**Selected passage**
============================================================

Around this time, Jimmy completed his Masters in Safety Education at NYU. Yes, the one in New York City! Whether he acquired his next position because of his new degree or the new position required him to accomplish his Master’s degree, we are unsure, but his next role was as of a Public Safety Officer. He reported to the Jacksonville (Florida) Health Department where he strived to improve citizens’ safety by training local health departments to warn their communities of the perils associated with household chemicals, dangerous driving (seat belts were a new thing back then), fire, and lawn mowers. He was able to travel throughout the state doing what he did best: entertaining and charming crowds while getting across his message of public safety. Jimmy was on TV multiple times and served in Florida for 10 years before moving with Marylyn and Jamie to a new federal position in Atlanta, Georgia, as part of the Consumer Protection Agency (CPA).
The bureaucracy of the CPA was not compatible with Jimmy’s skills and interests and he quickly found a new role with an emerging agency known today as Head Start, covering an eight-state territory. He served as the Parent Involvement Specialist, focusing on giving voice to low-income parents who were participating in their local programs. Jimmy was effective at regional, state, and local levels once again doing what he did best: entertaining and charming and educating audiences throughout the southeast.
His next position, which fell under the same branch of the Administration for Children and Families (DHHS) as Head Start, was as a Disability Specialist. Jimmy’s new responsibilities were to help develop and disseminate strategies for educating young children with disabilities. This was a challenging task but Jimmy excelled in his, “train the trainer” system to ensure integration of services and provide high-quality classroom materials for teachers and children. This became a national model. The products developed during his tenure with the program, which promoted a solid understanding of child development using commonly accepted developmental milestones are still used to this day, which surprised Jimmy greatly since he retired from this position almost 30 years ago back in 1987.
Jimmy’s move back to North Carolina in 1987 following his 30+ year government career was a move he made with his heart, which really and truly was to return to the large, extended and boisterous Shelton clan he had left in eastern North Carolina so many years before. If he wasn’t driving up the road from Wrightsville Beach to take a ride-about to visit his many sisters, brothers, nieces and nephews as well as their families, then he could surely be found talking to them on the phone when he took breaks from reading multiple newspapers and maintaining his command of local, national and world events through various news outlets. On his ride-abouts, Jimmy was able to sniff the best sources for every eastern North Carolina specialty, whether you were seeking ‘cue, hoop cheese, red pepper jelly or Bertie County blistered peanuts.

============================================================

**Collected material**

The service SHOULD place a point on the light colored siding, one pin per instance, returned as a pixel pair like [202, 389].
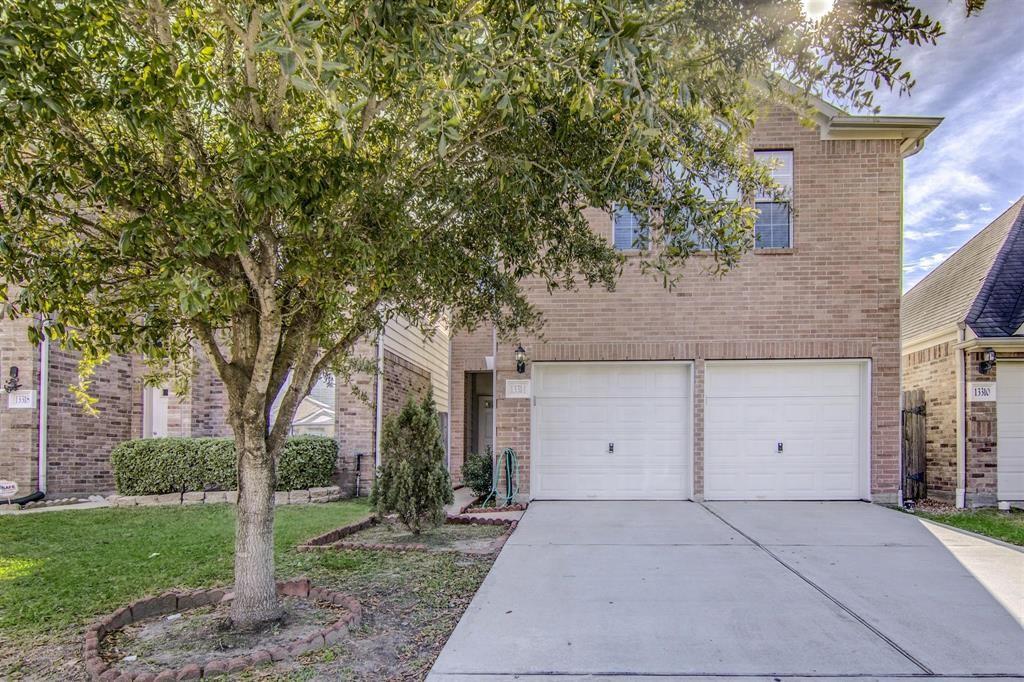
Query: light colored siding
[431, 354]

============================================================

**Stated goal 1**
Name each hazard that the passage about Jimmy says he trained local health departments to warn their communities about.
**Stated goal 2**
Write the next paragraph of the passage about Jimmy's career and life, starting after the sentence about Bertie County blistered peanuts.
The listing isn't needed here; only the passage about Jimmy's career and life is used.

**Final answer 1**
Household chemicals, dangerous driving, fire, and lawn mowers.

**Final answer 2**
The other passion Jimmy was able to live out in his retirement was his dedication to U.S. veterans. He did not care whether someone served in a war, a police action, or during peace time. He knew from first-hand experience that all who serve make a great sacrifice. Jimmy visited all of those aforementioned war memorials as well as many others. Antietam was a particularly special visit to him as his great-grandfather, Wiley Simpson Bullock, perished there on his first day in battle after having walked for months from North Carolina to Pennsylvania during the War of Northern Aggression. He also gave honor to those who died at Custer’s Last Stand and was proud to pay tribute to the Confederate soldiers who gave their lives as part of the H.L. Hunley submarine crew, attending their burial ceremony in 2004, which was a dramatic re-enactment of Civil War-period funerals.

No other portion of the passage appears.